Here is a block of records. Copy every line in it that includes "glass".

[Extracted data entries]
[Start of Attachment]

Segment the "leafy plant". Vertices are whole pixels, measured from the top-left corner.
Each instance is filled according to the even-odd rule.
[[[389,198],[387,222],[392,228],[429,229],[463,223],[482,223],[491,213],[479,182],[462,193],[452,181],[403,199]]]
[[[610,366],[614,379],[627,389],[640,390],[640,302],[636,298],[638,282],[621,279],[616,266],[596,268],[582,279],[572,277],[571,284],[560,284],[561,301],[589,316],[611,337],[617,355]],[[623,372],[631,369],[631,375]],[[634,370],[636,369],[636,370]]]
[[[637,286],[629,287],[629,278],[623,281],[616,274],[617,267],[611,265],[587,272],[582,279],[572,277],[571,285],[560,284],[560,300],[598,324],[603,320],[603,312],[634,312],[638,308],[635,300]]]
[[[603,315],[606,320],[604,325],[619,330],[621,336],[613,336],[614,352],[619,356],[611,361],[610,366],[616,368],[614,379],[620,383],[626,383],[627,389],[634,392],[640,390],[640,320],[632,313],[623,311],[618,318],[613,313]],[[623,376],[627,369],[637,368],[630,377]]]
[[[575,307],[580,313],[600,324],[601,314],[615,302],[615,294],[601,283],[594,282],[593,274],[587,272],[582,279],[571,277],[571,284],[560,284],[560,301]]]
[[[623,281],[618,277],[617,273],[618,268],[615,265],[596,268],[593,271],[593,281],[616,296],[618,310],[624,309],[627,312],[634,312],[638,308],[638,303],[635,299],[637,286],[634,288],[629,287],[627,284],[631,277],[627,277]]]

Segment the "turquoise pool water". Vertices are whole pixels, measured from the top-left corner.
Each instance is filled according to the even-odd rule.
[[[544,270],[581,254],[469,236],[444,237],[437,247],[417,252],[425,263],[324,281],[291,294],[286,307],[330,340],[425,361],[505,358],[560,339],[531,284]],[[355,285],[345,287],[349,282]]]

[End of Attachment]
[Start of Attachment]

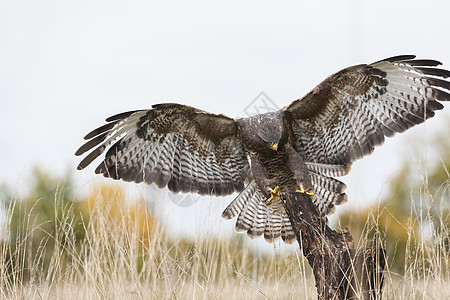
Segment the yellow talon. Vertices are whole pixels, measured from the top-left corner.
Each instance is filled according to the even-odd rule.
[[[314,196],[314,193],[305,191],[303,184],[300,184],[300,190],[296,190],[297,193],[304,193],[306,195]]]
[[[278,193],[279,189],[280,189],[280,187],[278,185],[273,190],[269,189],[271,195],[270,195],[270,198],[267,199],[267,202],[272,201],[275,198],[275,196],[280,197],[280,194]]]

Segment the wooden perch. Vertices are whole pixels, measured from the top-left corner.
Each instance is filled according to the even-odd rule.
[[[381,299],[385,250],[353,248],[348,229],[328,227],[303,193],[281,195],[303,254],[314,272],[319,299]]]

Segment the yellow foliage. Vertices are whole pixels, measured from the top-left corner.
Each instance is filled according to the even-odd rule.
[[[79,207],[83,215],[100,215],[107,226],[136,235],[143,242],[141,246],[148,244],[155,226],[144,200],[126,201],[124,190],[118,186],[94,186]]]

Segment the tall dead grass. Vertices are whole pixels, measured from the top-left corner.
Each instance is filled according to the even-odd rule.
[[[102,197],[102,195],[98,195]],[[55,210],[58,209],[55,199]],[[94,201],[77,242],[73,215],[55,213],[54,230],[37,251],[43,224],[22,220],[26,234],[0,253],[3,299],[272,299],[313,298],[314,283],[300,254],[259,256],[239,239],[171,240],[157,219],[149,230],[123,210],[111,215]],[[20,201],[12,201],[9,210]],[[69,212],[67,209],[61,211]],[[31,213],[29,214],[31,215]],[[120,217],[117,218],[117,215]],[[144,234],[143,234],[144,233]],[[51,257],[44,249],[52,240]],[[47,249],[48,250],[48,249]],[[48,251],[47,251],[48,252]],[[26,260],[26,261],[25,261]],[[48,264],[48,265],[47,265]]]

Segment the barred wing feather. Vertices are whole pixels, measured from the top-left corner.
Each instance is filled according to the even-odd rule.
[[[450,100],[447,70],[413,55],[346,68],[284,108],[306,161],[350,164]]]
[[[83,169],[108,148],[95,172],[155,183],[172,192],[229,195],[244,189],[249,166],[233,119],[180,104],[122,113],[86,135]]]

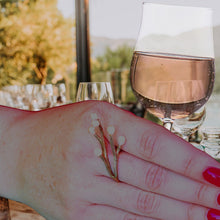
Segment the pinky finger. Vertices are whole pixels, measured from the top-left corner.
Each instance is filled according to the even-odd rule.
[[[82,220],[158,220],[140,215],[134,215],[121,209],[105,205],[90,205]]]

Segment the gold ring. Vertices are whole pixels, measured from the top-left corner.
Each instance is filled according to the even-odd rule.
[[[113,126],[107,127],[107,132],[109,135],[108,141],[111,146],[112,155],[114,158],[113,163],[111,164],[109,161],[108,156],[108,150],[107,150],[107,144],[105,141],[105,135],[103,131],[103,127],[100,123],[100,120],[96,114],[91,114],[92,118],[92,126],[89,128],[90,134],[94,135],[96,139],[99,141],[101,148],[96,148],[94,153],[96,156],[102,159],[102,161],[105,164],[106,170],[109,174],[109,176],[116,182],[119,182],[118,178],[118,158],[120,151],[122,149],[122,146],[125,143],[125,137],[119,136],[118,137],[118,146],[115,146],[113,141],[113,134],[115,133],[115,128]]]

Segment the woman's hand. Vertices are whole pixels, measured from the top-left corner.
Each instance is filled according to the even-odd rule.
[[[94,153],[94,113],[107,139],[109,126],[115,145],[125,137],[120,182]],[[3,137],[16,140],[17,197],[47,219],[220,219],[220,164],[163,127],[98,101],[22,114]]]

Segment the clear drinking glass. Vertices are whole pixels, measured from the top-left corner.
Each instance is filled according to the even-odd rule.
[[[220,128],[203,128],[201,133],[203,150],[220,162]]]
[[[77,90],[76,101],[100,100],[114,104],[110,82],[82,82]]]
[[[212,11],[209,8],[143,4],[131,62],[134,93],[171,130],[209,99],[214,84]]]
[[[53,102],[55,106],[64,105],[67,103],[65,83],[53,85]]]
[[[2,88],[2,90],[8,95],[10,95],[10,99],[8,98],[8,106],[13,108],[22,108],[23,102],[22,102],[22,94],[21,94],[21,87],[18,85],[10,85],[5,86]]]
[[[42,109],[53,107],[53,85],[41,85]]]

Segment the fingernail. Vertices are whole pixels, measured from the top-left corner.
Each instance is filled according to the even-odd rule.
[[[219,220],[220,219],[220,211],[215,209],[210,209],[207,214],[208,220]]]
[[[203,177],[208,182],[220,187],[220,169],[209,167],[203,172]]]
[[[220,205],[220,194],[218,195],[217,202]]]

[End of Attachment]
[Start of Attachment]

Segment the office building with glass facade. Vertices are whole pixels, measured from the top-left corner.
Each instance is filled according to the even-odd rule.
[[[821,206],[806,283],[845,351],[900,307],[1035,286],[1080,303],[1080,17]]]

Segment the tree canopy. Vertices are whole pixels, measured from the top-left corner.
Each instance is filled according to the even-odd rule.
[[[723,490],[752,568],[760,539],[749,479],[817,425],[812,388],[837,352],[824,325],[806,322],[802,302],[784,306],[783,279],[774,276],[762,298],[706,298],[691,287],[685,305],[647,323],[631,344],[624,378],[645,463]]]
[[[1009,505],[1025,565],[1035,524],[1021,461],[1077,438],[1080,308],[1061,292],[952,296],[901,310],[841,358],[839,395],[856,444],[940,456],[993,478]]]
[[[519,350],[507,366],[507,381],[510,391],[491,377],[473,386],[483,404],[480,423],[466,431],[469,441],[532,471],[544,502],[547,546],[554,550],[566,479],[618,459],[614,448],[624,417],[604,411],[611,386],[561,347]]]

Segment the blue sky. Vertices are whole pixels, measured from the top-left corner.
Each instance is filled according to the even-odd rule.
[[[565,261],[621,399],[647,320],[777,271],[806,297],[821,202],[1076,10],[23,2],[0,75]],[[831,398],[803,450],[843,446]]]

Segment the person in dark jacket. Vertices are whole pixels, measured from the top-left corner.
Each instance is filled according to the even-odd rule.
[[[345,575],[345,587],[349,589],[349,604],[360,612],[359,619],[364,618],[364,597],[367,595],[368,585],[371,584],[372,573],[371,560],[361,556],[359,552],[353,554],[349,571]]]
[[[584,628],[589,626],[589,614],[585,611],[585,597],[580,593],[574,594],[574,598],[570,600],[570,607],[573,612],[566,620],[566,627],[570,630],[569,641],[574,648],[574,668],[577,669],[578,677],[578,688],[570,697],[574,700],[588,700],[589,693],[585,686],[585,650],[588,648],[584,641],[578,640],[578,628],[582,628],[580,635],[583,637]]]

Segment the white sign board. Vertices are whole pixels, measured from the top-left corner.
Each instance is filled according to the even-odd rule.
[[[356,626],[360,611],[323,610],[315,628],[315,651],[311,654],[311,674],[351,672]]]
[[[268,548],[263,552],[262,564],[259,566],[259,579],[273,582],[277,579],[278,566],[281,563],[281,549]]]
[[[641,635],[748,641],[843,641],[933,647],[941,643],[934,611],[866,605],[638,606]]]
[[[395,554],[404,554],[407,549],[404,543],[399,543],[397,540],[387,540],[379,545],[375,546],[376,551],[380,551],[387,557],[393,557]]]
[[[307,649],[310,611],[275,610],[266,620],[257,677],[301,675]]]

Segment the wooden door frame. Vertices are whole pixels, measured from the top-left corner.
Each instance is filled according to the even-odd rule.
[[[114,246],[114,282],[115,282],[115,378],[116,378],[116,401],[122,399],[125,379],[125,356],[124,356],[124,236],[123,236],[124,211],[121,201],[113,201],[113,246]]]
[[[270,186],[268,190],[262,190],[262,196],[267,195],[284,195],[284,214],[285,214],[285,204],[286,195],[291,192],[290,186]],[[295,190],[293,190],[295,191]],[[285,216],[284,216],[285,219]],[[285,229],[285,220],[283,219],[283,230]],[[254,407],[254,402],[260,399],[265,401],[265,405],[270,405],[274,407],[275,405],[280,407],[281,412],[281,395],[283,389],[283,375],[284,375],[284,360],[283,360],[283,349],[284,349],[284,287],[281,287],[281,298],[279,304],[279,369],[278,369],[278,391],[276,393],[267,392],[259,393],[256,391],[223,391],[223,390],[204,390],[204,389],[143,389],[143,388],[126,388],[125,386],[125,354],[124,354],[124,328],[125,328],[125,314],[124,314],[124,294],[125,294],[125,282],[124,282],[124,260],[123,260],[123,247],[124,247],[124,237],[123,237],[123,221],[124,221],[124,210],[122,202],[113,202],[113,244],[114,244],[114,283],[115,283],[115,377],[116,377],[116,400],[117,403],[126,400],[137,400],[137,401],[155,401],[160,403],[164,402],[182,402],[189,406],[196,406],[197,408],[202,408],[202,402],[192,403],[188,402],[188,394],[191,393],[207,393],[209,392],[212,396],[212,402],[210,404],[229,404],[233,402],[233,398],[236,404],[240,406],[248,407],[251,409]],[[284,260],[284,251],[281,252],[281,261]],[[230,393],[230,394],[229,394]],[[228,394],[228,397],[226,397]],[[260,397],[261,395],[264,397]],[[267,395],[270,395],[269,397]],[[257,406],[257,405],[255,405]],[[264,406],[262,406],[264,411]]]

[End of Attachment]

| Written solution |
Segment the clear drinking glass. Vertices are whole pixels, measured from the top-left corner.
Segment the office building with glass facade. Vertices are whole pixels, measured from the top-left corner.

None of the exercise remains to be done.